Output each entry below as it stands, leaving out every picture.

Image-grounded pointing data
* * *
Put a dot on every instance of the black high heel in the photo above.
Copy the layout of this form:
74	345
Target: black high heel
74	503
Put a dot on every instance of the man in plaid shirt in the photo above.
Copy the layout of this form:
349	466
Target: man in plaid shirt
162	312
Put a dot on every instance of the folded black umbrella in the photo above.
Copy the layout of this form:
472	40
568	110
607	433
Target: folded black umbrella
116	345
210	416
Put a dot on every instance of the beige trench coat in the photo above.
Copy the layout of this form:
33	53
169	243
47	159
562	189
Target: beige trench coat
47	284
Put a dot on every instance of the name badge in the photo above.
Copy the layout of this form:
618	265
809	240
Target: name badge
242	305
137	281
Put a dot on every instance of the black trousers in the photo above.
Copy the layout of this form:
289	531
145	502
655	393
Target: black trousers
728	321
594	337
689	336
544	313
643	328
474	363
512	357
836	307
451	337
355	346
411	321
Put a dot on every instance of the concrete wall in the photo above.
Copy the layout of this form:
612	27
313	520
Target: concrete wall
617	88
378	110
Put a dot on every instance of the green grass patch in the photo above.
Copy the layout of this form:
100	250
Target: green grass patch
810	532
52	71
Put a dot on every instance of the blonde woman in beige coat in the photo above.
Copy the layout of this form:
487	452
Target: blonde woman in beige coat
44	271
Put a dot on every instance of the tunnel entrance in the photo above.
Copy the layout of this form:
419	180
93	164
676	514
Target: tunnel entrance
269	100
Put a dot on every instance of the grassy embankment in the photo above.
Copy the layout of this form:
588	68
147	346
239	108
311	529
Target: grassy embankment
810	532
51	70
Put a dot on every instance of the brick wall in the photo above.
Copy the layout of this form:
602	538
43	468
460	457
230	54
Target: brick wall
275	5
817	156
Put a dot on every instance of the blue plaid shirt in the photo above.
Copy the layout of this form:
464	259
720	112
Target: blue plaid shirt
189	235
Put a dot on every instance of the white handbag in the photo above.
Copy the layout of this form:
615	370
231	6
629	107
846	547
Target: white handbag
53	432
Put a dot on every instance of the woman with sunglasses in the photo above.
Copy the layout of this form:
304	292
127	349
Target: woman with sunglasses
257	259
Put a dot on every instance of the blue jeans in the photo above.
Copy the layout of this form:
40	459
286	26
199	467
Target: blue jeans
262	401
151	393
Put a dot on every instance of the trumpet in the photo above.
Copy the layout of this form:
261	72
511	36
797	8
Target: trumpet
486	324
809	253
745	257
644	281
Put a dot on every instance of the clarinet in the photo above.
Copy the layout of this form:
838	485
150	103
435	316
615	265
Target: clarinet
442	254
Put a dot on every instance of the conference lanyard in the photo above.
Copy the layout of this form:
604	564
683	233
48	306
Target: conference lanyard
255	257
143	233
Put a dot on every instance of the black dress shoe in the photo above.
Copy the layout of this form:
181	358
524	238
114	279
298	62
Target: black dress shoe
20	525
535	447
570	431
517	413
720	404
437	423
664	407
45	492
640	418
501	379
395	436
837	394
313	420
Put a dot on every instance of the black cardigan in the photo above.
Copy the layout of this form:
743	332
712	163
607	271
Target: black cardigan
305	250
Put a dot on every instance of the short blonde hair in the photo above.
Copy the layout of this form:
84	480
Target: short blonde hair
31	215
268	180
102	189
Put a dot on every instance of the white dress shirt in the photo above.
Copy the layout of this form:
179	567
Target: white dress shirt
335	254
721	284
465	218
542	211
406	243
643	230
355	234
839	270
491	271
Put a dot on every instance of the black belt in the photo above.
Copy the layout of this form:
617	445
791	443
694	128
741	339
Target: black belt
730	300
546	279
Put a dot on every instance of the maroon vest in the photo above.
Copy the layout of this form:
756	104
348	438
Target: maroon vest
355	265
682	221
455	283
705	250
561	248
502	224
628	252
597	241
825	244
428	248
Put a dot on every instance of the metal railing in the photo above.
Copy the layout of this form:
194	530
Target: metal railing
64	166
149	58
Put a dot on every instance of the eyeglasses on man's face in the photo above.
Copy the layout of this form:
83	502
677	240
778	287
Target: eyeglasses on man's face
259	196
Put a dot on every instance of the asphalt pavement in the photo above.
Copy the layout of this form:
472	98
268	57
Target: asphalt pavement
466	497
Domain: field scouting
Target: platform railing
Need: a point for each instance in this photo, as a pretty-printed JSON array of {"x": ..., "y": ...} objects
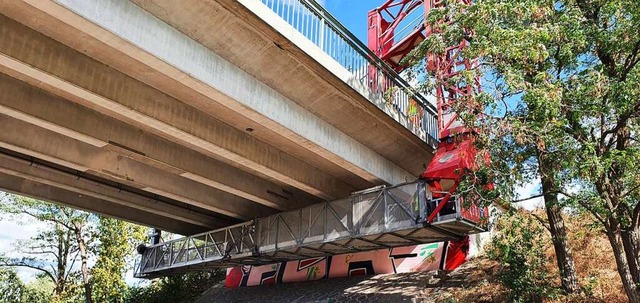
[
  {"x": 368, "y": 213},
  {"x": 320, "y": 27}
]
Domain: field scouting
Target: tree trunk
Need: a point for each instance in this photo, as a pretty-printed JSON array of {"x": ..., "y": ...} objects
[
  {"x": 84, "y": 268},
  {"x": 624, "y": 271},
  {"x": 558, "y": 230},
  {"x": 630, "y": 245}
]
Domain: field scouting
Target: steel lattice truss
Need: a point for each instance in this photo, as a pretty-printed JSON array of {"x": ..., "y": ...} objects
[{"x": 378, "y": 218}]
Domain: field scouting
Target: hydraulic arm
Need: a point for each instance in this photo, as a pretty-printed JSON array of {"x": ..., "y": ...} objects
[{"x": 394, "y": 30}]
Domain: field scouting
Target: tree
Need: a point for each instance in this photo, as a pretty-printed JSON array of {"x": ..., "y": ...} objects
[
  {"x": 12, "y": 289},
  {"x": 53, "y": 251},
  {"x": 117, "y": 241},
  {"x": 176, "y": 289},
  {"x": 561, "y": 86}
]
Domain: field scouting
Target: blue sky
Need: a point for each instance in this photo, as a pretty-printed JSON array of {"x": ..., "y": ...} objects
[{"x": 353, "y": 14}]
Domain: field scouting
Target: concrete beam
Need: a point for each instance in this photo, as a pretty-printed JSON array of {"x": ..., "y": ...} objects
[
  {"x": 18, "y": 168},
  {"x": 24, "y": 187},
  {"x": 253, "y": 37},
  {"x": 34, "y": 141},
  {"x": 26, "y": 103},
  {"x": 54, "y": 67},
  {"x": 187, "y": 67}
]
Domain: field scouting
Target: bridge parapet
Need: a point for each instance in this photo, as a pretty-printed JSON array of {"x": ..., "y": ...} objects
[{"x": 383, "y": 83}]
* * *
**ANSWER BOX**
Put a dot on every instance of the black high heel in the photo above.
Copy the layout of this form:
74	345
Target: black high heel
74	503
Put a dot on every instance of the man in plaid shirt in the photo above.
Copy the layout of this form:
349	466
Target: man in plaid shirt
162	312
Put a dot on every instance of the folded black umbrella in the photo above.
Copy the layout of this form:
472	40
568	110
607	433
Target: folded black umbrella
116	345
210	416
Put a dot on every instance of the beige trench coat in the photo above.
Copy the layout of this form:
33	53
169	243
47	159
562	189
Target: beige trench coat
47	284
Put a dot on every instance of the name badge in the photo above.
Copy the layout of this form:
618	265
809	240
Target: name badge
242	305
137	281
Put a dot on every instance of the black trousers in the photo above.
Copy the layout of this form:
289	531
145	502
655	393
Target: black trousers
728	321
594	337
689	336
544	313
643	328
474	363
512	357
836	307
451	337
355	346
411	321
Put a dot on every instance of the concrete wall in the photo above.
Copy the layout of this form:
612	27
313	520
Target: concrete wall
617	88
378	110
Put a dot on every instance of the green grass patch in the photo above.
Copy the layout of this form:
100	250
Target: green grass patch
810	532
52	71
Put a dot on every instance of the blonde woman in beige coat in the photo above.
Copy the layout of this form:
487	452
Target: blonde woman in beige coat
44	271
Put a dot on every instance of the tunnel entrance in the photo above.
Copy the layout of this form:
419	180
93	164
676	514
Target: tunnel entrance
269	100
Put a dot on every instance of the grassy embankment in the photo above.
Copy the layout of this form:
588	68
147	346
239	108
311	529
Target: grassy embankment
810	532
51	70
Put a dot on every instance of the brick wall in the photo above.
Copy the layout of this form:
602	538
43	468
460	457
230	54
Target: brick wall
275	5
817	156
Put a dot on every instance of the blue plaid shirt in the photo above.
Copy the layout of this form:
464	259
720	112
Target: blue plaid shirt
189	235
Put a dot on every instance of the white handbag in the photo above.
Copy the layout of this form:
615	370
231	6
629	107
846	547
Target: white handbag
53	432
Put a dot on every instance of the woman with sunglasses in the photo above.
Copy the layout of this form:
304	292
127	349
Target: woman with sunglasses
257	259
Put a dot on every instance of the blue jeans in the photo above.
Copy the layout of this form:
40	459
286	26
199	467
Target: blue jeans
262	401
151	393
Put a dot on every instance of the trumpet in the photo above.
Copy the layout of this form:
261	72
511	36
797	8
Target: trumpet
486	324
809	253
745	257
644	281
Put a dot on every instance of the clarinet in the photo above.
Copy the layout of this form:
838	485
150	103
435	316
615	265
Target: clarinet
442	254
Put a dot on every instance of the conference lanyard in the photo above.
Copy the layout of this form:
604	564
683	233
48	306
Target: conference lanyard
255	257
143	233
Put a dot on every instance of the black dress shoe in the photo above.
Copy the layout of this form:
181	358
524	238
114	279
298	62
Target: black dress shoe
20	525
535	447
570	431
517	413
720	404
437	423
664	407
45	492
640	418
501	379
395	436
837	394
313	420
Put a dot on every instance of the black cardigan in the photo above.
Copy the layout of this form:
743	332
712	163
607	271
Target: black cardigan
305	250
Put a dot on every instance of the short blonde hair in the photo above.
Copy the layout of this form:
84	480
Target: short blonde hair
31	215
268	180
102	189
Put a dot on every instance of the white dress shirt in the photo above.
Copy the layout of this form:
179	567
Target: white dress shirt
335	254
721	284
465	218
542	211
406	243
643	230
355	234
839	270
491	271
Put a dot on every instance of the black belt in the photo above.
Copy the layout of this form:
617	445
791	443
694	128
741	339
Target: black belt
730	300
546	279
Put a dot on every instance of the maroon vest in the photo above.
Copy the layout of this form:
756	104
348	438
Target: maroon vest
355	265
682	221
455	283
705	250
561	248
502	224
628	252
597	241
825	244
428	248
Put a dot on every instance of the metal railing in the photo above.
Copy the layout of this form:
194	530
Target: metal railing
64	166
149	58
Put a dot on every instance of the eyeglasses on man's face in the photo above.
Copy the layout of this form:
83	502
677	240
778	287
Target: eyeglasses on man's face
259	196
Put a dot on every instance of the asphalt pavement in the photo above.
Copy the layout of this form:
472	98
268	57
Target: asphalt pavement
466	497
Domain: field scouting
Target: platform railing
Need: a point for each instance in this photo, as a pretty-printed JSON array of {"x": ..., "y": ...} objects
[
  {"x": 368, "y": 213},
  {"x": 320, "y": 27}
]
Domain: field scouting
Target: tree trunk
Need: a point for each instance in this photo, as a pretty-printed JSON array of {"x": ..., "y": ...} objects
[
  {"x": 84, "y": 268},
  {"x": 624, "y": 271},
  {"x": 558, "y": 230},
  {"x": 630, "y": 245}
]
Domain: field scouting
Target: steel lattice truss
Need: a point for each instance in this photo, as a pretty-printed JSON array of {"x": ..., "y": ...} objects
[{"x": 378, "y": 218}]
Domain: field scouting
Target: hydraulic arm
Need: a point for each instance in this photo, as a pretty-printed JSON array of {"x": ..., "y": ...} objects
[{"x": 394, "y": 30}]
Domain: field scouting
Target: tree
Need: a point for each instance in this photo, as a pretty-printed JSON array of {"x": ..., "y": ...} objects
[
  {"x": 12, "y": 289},
  {"x": 53, "y": 251},
  {"x": 117, "y": 241},
  {"x": 176, "y": 289},
  {"x": 561, "y": 86}
]
Domain: field scouting
Target: blue sky
Need: a point for each instance in this photo, as a pretty-printed JSON array of {"x": ..., "y": ...} objects
[{"x": 353, "y": 14}]
Domain: field scouting
Target: concrete beam
Need: a point for each instance in this photo, as a pretty-printed JSON array of {"x": ..., "y": ...} objects
[
  {"x": 18, "y": 168},
  {"x": 24, "y": 187},
  {"x": 253, "y": 37},
  {"x": 34, "y": 141},
  {"x": 26, "y": 103},
  {"x": 54, "y": 67},
  {"x": 187, "y": 67}
]
Domain: field scouting
Target: bridge parapet
Need: a point for each instance in this photo, as a pretty-printed JSON array of {"x": ..., "y": ...} objects
[{"x": 383, "y": 83}]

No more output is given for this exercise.